**What the task requires**
Write the material out again in full, exactly.

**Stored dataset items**
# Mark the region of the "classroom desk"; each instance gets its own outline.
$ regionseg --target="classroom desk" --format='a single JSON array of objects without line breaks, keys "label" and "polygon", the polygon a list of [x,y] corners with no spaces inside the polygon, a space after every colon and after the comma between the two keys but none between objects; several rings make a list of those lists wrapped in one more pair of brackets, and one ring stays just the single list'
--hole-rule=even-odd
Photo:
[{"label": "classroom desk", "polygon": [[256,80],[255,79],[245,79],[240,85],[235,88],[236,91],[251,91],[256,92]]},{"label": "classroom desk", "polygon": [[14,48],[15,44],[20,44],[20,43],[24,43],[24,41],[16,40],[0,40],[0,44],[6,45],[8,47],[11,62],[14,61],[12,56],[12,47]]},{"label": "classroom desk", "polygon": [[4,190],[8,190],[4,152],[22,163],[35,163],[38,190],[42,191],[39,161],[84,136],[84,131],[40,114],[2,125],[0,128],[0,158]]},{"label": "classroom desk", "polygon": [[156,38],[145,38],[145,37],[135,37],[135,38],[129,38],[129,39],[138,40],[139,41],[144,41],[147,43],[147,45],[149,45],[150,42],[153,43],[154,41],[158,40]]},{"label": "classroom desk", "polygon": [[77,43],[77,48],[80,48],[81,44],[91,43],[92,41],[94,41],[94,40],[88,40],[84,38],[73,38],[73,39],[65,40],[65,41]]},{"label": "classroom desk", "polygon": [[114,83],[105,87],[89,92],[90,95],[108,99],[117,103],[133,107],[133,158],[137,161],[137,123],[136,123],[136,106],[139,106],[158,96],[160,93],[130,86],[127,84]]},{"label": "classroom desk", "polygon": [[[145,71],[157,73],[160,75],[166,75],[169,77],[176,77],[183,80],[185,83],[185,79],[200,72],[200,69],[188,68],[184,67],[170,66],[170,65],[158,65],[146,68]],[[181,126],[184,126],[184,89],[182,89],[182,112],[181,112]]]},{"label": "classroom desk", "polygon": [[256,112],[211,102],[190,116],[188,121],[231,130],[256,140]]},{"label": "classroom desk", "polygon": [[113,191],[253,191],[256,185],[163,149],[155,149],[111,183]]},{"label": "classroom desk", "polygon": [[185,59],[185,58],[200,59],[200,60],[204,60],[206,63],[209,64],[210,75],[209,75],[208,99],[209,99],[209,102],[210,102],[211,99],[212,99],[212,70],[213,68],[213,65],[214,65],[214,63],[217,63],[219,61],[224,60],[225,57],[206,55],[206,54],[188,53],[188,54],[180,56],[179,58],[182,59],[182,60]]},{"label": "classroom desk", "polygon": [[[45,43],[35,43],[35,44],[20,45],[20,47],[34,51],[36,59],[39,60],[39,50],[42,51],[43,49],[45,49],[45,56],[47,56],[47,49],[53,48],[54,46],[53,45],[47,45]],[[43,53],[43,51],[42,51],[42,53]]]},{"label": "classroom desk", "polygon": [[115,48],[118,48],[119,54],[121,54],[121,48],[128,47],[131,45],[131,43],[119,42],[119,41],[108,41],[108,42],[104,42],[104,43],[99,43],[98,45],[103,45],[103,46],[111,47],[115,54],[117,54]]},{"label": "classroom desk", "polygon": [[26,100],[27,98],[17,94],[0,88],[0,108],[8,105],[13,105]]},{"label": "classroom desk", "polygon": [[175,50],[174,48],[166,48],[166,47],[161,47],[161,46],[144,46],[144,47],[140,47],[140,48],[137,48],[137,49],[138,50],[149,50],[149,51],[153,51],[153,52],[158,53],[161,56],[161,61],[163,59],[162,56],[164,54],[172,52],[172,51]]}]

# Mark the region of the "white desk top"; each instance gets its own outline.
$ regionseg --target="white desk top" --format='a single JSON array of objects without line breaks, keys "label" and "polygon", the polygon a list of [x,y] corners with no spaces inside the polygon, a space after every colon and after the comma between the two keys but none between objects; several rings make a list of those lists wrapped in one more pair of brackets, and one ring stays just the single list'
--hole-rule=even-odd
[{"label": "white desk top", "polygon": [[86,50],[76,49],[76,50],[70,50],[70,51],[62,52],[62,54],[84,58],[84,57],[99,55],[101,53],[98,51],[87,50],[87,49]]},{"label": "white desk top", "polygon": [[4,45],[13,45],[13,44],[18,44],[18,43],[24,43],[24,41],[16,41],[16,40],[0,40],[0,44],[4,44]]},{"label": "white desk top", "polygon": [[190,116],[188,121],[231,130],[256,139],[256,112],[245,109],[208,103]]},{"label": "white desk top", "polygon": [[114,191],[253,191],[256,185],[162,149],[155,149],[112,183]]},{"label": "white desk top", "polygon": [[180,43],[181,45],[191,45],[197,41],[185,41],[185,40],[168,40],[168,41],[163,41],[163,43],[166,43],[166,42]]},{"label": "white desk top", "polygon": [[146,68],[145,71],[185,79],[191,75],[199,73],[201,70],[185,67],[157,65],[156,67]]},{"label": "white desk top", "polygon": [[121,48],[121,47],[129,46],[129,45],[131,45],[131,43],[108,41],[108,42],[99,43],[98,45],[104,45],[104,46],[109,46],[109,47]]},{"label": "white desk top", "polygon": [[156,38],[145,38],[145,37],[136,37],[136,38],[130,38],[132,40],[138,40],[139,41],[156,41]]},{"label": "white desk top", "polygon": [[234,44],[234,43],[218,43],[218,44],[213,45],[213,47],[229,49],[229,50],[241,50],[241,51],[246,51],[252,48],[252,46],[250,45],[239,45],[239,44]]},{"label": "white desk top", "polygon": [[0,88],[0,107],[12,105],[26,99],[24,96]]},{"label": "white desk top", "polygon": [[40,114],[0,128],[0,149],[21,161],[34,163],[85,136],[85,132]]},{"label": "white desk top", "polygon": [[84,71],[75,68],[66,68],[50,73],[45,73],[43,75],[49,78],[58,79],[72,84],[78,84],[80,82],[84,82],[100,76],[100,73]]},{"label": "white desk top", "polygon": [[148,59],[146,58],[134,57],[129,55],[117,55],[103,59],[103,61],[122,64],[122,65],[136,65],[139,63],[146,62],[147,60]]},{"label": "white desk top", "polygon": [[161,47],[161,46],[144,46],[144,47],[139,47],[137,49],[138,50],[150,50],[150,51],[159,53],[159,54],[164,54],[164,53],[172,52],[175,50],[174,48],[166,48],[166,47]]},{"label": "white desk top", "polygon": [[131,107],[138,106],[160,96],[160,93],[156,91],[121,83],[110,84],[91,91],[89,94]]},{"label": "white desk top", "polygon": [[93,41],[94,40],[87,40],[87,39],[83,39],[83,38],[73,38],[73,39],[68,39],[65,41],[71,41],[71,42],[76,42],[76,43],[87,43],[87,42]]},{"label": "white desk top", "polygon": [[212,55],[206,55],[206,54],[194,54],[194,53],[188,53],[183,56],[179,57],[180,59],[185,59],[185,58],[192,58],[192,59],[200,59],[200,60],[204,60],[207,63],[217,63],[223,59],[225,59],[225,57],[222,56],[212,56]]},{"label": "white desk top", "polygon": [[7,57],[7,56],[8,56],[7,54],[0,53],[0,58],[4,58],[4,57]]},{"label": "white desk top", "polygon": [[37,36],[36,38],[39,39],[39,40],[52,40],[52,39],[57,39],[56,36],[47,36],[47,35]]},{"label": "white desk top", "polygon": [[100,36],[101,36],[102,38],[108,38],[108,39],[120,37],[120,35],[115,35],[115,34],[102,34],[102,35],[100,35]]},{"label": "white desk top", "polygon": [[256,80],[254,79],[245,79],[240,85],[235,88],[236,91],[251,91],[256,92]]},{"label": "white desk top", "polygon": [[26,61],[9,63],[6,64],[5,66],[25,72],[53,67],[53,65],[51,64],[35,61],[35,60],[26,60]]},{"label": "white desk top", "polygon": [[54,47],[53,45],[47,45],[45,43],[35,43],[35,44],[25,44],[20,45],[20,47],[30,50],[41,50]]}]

**Output of the task**
# Mark the region of the "classroom desk"; each instance gets its own outline.
$ regionseg --target="classroom desk" --format='a single JSON array of objects without line breaks, keys "label" and "polygon", the polygon a list of [x,y] corners with no spaces inside the polygon, a space after every colon and after the comma between the two keys but none between objects; several rings make a list of those lists wrapped in one more pair of brackets, and one ring stays just the single list'
--hole-rule=even-odd
Photo:
[{"label": "classroom desk", "polygon": [[256,80],[255,79],[245,79],[240,85],[235,88],[236,91],[251,91],[256,92]]},{"label": "classroom desk", "polygon": [[14,48],[15,44],[20,44],[20,43],[24,43],[24,41],[16,40],[0,40],[0,44],[6,45],[8,47],[11,62],[14,61],[12,56],[12,47]]},{"label": "classroom desk", "polygon": [[4,190],[8,190],[4,152],[22,163],[35,163],[38,190],[42,191],[39,161],[84,136],[84,131],[40,114],[2,125],[0,128],[0,158]]},{"label": "classroom desk", "polygon": [[156,38],[145,38],[145,37],[135,37],[135,38],[129,38],[129,39],[138,40],[139,41],[144,41],[147,43],[147,45],[149,45],[150,42],[153,43],[154,41],[158,40]]},{"label": "classroom desk", "polygon": [[77,43],[77,48],[80,48],[81,44],[91,43],[92,41],[94,41],[94,40],[88,40],[84,38],[73,38],[73,39],[65,40],[65,41]]},{"label": "classroom desk", "polygon": [[114,83],[105,87],[89,92],[90,95],[108,99],[117,103],[133,107],[133,158],[137,161],[137,123],[136,123],[136,106],[139,106],[158,96],[160,93],[130,86],[127,84]]},{"label": "classroom desk", "polygon": [[[145,71],[157,73],[160,75],[166,75],[169,77],[176,77],[183,80],[185,83],[185,79],[200,72],[200,69],[188,68],[184,67],[170,66],[170,65],[158,65],[146,68]],[[181,126],[184,126],[184,89],[182,89],[182,112],[181,112]]]},{"label": "classroom desk", "polygon": [[256,112],[211,102],[190,116],[188,121],[231,130],[256,140]]},{"label": "classroom desk", "polygon": [[113,191],[253,191],[256,185],[163,149],[155,149],[111,183]]},{"label": "classroom desk", "polygon": [[185,59],[185,58],[200,59],[200,60],[204,60],[206,63],[209,64],[210,75],[209,75],[208,99],[209,99],[209,102],[210,102],[211,99],[212,99],[212,70],[213,68],[213,65],[214,65],[214,63],[217,63],[219,61],[224,60],[225,57],[206,55],[206,54],[188,53],[188,54],[180,56],[179,58],[182,59],[182,60]]},{"label": "classroom desk", "polygon": [[[45,43],[35,43],[35,44],[20,45],[20,47],[34,51],[36,59],[39,60],[39,50],[42,51],[43,49],[45,49],[45,56],[47,56],[47,49],[53,48],[54,46],[53,45],[47,45]],[[43,53],[43,51],[42,51],[42,53]]]},{"label": "classroom desk", "polygon": [[115,48],[118,48],[119,54],[121,54],[121,48],[128,47],[131,45],[131,43],[119,42],[119,41],[108,41],[108,42],[104,42],[104,43],[99,43],[98,45],[103,45],[103,46],[111,47],[115,54],[117,54]]},{"label": "classroom desk", "polygon": [[26,100],[27,98],[17,94],[0,88],[0,108],[8,105],[13,105]]},{"label": "classroom desk", "polygon": [[175,50],[174,48],[166,48],[166,47],[161,47],[161,46],[144,46],[144,47],[140,47],[140,48],[137,48],[137,49],[138,50],[149,50],[149,51],[153,51],[153,52],[158,53],[161,56],[161,61],[163,59],[162,56],[164,54],[172,52],[172,51]]}]

# Mark the region of the "white desk top"; each instance gets its own outline.
$ regionseg --target="white desk top" --format='a single JSON array of objects without line breaks, keys "label" and "polygon", the polygon a list of [x,y] corners with no spaces inside the polygon, a space after every colon and after the comma between the two keys but none between objects; several rings make a list of those lists wrapped in one more pair of brackets, and one ring stays just the single list'
--hole-rule=even-odd
[{"label": "white desk top", "polygon": [[86,50],[76,49],[76,50],[70,50],[70,51],[62,52],[62,54],[84,58],[84,57],[99,55],[101,53],[98,51],[87,50],[87,49]]},{"label": "white desk top", "polygon": [[4,45],[13,45],[13,44],[18,44],[18,43],[24,43],[24,41],[16,41],[16,40],[0,40],[0,44],[4,44]]},{"label": "white desk top", "polygon": [[190,116],[188,121],[231,130],[256,139],[256,112],[245,109],[208,103]]},{"label": "white desk top", "polygon": [[114,191],[253,191],[256,185],[162,149],[155,149],[112,183]]},{"label": "white desk top", "polygon": [[180,43],[181,45],[191,45],[197,41],[185,41],[185,40],[168,40],[168,41],[163,41],[163,43],[166,43],[166,42]]},{"label": "white desk top", "polygon": [[146,68],[145,71],[185,79],[191,75],[199,73],[201,70],[185,67],[157,65],[156,67]]},{"label": "white desk top", "polygon": [[121,48],[121,47],[129,46],[129,45],[131,45],[131,43],[108,41],[108,42],[99,43],[98,45],[104,45],[104,46],[109,46],[109,47]]},{"label": "white desk top", "polygon": [[156,38],[145,38],[145,37],[136,37],[136,38],[130,38],[132,40],[138,40],[139,41],[156,41]]},{"label": "white desk top", "polygon": [[234,44],[234,43],[218,43],[218,44],[213,45],[213,47],[229,49],[229,50],[241,50],[241,51],[246,51],[252,48],[252,46],[250,45],[239,45],[239,44]]},{"label": "white desk top", "polygon": [[0,88],[0,107],[12,105],[26,99],[24,96]]},{"label": "white desk top", "polygon": [[40,114],[0,128],[0,149],[21,161],[34,163],[85,136],[85,132]]},{"label": "white desk top", "polygon": [[84,71],[75,68],[66,68],[50,73],[45,73],[43,75],[49,78],[58,79],[72,84],[78,84],[80,82],[84,82],[100,76],[100,73]]},{"label": "white desk top", "polygon": [[148,59],[146,58],[134,57],[129,55],[117,55],[103,59],[103,61],[122,64],[122,65],[136,65],[139,63],[146,62],[147,60]]},{"label": "white desk top", "polygon": [[161,47],[161,46],[144,46],[144,47],[139,47],[137,49],[138,50],[150,50],[150,51],[159,53],[159,54],[164,54],[164,53],[172,52],[175,50],[174,48],[166,48],[166,47]]},{"label": "white desk top", "polygon": [[131,107],[138,106],[160,96],[160,93],[156,91],[121,83],[110,84],[91,91],[89,94]]},{"label": "white desk top", "polygon": [[93,41],[94,40],[87,40],[87,39],[83,39],[83,38],[73,38],[73,39],[68,39],[65,41],[71,41],[71,42],[76,42],[76,43],[87,43],[87,42]]},{"label": "white desk top", "polygon": [[212,55],[206,55],[206,54],[194,54],[194,53],[188,53],[183,56],[179,57],[180,59],[185,59],[185,58],[192,58],[192,59],[200,59],[200,60],[204,60],[207,63],[217,63],[223,59],[225,59],[225,57],[222,56],[212,56]]},{"label": "white desk top", "polygon": [[7,57],[7,56],[8,56],[7,54],[0,53],[0,58],[4,58],[4,57]]},{"label": "white desk top", "polygon": [[37,36],[36,38],[39,39],[39,40],[52,40],[52,39],[57,39],[56,36],[47,36],[47,35]]},{"label": "white desk top", "polygon": [[100,36],[101,36],[102,38],[108,38],[108,39],[120,37],[120,35],[115,35],[115,34],[102,34],[102,35],[100,35]]},{"label": "white desk top", "polygon": [[256,80],[254,79],[245,79],[240,85],[235,88],[236,91],[251,91],[256,92]]},{"label": "white desk top", "polygon": [[26,61],[9,63],[6,64],[5,66],[25,72],[53,67],[53,65],[51,64],[35,61],[35,60],[26,60]]},{"label": "white desk top", "polygon": [[54,47],[53,45],[47,45],[45,43],[35,43],[35,44],[25,44],[20,45],[20,47],[30,50],[41,50]]}]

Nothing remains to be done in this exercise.